Data items -
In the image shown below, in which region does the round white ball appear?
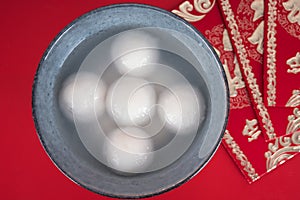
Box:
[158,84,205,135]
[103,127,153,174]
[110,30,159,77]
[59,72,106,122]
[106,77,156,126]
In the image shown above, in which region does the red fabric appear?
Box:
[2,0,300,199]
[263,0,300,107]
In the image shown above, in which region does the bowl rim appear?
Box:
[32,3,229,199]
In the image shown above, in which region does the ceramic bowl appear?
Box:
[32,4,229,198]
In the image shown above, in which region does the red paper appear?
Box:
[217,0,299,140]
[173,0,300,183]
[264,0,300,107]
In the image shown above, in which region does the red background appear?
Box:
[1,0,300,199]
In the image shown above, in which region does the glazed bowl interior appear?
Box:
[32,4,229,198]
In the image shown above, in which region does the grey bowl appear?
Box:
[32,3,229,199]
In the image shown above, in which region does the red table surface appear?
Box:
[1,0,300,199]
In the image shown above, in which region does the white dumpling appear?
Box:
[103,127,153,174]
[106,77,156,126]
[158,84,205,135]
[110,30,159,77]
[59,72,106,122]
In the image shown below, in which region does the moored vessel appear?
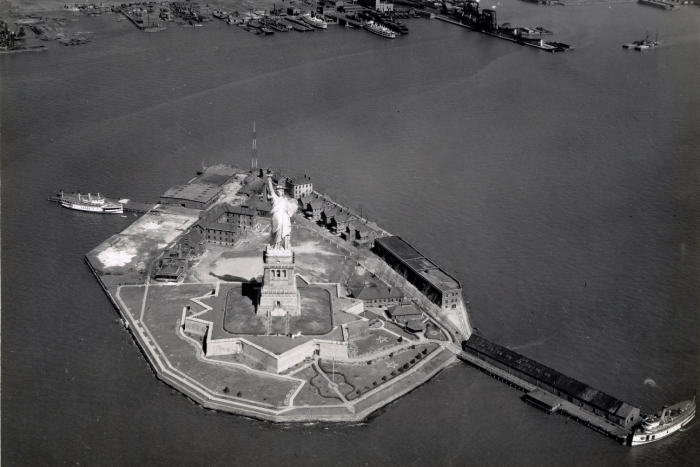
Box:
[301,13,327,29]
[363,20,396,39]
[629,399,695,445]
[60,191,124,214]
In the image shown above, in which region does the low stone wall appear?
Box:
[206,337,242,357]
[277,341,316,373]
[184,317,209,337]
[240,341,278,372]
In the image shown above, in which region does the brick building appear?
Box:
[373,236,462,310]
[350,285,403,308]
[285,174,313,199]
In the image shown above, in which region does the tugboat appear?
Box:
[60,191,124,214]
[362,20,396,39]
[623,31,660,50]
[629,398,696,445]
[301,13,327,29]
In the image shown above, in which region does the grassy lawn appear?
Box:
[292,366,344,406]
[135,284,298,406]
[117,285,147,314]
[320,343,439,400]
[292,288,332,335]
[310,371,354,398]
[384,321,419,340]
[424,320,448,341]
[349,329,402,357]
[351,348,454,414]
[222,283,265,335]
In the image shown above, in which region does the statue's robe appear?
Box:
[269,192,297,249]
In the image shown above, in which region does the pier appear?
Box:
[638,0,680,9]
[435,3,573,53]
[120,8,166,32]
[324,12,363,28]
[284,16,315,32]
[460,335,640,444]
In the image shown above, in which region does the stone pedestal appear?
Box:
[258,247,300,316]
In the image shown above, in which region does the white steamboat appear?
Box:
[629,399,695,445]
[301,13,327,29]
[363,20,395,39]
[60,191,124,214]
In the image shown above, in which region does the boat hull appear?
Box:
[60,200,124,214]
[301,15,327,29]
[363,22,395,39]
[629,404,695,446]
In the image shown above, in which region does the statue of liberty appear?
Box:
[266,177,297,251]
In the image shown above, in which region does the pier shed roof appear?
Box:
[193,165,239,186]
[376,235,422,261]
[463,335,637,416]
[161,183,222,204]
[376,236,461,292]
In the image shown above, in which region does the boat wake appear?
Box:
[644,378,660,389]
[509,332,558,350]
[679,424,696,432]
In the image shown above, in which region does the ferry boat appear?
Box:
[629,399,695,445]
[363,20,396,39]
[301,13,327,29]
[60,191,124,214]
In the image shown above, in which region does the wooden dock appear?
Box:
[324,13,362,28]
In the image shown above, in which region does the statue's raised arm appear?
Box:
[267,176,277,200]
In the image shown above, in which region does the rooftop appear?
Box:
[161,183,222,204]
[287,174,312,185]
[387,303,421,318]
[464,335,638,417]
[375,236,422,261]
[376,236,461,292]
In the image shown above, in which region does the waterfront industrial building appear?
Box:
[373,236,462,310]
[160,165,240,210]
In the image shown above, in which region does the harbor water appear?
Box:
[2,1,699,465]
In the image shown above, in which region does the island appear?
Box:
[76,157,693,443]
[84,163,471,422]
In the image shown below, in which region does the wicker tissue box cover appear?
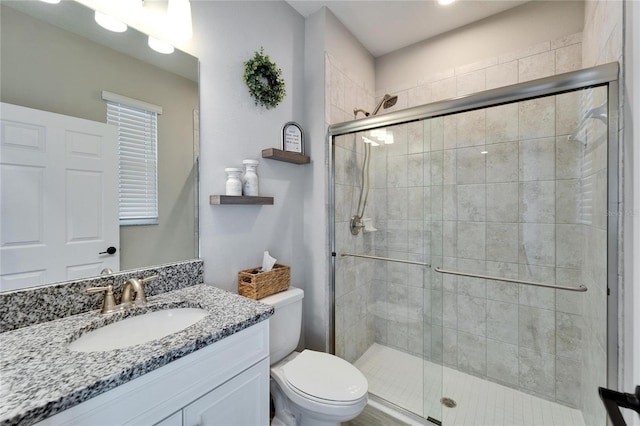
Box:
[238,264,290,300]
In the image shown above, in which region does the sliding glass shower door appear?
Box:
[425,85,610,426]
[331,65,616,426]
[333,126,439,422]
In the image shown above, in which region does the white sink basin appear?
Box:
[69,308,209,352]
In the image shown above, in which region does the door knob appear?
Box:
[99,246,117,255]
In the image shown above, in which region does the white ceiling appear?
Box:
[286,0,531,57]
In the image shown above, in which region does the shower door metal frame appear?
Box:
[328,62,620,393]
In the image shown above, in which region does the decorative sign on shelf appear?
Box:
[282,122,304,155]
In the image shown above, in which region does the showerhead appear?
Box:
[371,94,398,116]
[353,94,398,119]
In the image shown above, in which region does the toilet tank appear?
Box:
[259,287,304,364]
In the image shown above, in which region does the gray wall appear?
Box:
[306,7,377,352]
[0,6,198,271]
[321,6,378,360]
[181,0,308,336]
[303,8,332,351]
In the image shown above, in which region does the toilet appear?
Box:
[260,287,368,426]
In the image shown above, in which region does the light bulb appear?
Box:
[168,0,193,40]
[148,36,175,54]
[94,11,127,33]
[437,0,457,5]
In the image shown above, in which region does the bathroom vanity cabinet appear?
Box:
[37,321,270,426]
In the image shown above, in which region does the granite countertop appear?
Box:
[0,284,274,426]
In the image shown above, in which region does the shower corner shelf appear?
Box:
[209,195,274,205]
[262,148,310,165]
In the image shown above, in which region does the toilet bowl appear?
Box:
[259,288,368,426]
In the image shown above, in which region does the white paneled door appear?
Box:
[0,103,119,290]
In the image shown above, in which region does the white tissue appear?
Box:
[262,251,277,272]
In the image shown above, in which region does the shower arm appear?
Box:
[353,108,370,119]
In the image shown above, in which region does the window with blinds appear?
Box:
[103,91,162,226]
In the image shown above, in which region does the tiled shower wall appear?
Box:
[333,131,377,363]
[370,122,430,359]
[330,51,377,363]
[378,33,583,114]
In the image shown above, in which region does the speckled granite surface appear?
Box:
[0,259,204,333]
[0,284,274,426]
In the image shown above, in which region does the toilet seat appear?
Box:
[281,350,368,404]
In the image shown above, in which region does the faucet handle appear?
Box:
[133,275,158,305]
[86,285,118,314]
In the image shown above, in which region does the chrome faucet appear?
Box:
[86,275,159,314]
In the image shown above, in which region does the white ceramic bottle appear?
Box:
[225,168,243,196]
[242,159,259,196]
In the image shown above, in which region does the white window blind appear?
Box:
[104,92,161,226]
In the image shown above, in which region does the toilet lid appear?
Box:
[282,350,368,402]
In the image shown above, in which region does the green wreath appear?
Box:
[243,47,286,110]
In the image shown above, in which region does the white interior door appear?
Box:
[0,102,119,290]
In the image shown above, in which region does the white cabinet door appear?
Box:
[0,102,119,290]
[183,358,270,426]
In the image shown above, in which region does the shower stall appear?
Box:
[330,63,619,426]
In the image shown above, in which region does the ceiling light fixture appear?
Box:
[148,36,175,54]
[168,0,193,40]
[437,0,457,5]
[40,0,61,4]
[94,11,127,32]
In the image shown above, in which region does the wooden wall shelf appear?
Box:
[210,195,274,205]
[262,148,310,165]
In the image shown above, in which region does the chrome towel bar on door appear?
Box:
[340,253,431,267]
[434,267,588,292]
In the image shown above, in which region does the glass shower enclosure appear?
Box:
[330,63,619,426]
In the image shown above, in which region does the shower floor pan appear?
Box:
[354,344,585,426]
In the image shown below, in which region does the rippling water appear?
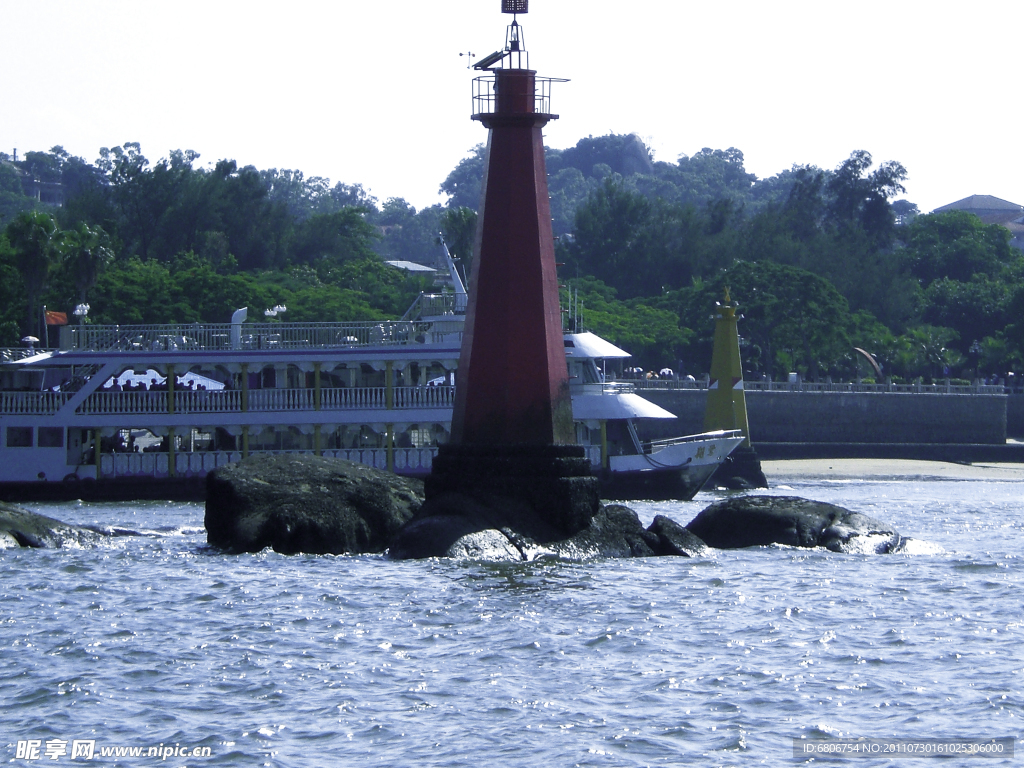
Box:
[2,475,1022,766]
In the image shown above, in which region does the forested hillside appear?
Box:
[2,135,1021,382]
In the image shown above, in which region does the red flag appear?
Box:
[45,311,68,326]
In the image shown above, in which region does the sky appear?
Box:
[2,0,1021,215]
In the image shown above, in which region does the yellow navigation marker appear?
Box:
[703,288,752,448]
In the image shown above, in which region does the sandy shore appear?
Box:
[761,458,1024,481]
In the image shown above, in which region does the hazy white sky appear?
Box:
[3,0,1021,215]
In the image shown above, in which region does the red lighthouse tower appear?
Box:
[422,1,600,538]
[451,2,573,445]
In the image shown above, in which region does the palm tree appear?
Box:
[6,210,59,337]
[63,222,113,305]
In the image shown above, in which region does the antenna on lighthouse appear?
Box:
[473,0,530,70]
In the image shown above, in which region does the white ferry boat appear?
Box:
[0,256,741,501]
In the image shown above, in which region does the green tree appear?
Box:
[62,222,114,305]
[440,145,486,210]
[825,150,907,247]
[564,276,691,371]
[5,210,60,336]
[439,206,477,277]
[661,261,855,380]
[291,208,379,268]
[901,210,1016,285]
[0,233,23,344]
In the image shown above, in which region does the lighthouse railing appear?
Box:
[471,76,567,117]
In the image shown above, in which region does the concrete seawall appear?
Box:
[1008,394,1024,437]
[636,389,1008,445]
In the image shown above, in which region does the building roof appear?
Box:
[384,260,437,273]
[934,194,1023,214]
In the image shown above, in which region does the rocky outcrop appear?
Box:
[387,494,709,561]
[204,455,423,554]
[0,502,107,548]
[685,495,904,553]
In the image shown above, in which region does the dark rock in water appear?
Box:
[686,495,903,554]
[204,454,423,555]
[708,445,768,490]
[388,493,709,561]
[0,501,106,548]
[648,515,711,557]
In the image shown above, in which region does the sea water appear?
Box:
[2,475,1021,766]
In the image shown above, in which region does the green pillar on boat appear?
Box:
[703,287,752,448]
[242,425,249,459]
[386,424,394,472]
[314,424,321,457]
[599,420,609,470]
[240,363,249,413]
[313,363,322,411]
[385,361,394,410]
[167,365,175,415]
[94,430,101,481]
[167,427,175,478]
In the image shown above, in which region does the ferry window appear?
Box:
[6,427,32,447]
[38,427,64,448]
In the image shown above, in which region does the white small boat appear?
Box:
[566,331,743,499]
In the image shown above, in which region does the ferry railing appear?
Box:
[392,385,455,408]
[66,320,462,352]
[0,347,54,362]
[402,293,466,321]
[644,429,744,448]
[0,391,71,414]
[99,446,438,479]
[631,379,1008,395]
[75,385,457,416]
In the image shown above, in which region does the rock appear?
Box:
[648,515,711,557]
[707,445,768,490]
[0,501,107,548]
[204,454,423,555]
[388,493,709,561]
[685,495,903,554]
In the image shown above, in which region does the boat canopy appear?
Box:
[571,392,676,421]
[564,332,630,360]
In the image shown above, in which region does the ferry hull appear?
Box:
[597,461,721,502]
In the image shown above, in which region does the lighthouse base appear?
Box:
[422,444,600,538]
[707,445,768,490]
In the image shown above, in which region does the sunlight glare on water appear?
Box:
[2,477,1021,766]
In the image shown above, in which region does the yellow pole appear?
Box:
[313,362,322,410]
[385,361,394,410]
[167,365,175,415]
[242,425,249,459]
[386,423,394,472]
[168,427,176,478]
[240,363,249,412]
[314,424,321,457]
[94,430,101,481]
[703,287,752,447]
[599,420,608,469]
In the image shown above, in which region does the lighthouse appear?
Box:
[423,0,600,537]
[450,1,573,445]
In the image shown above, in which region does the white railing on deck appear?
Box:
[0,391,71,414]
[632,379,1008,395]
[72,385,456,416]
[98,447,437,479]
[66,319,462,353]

What is being asked -
If a line of the records includes the string "yellow", copy it out.

Task output -
In the image shown above, in which region does the yellow navigation marker appear?
In the image shown above, in which region does the yellow pole appear?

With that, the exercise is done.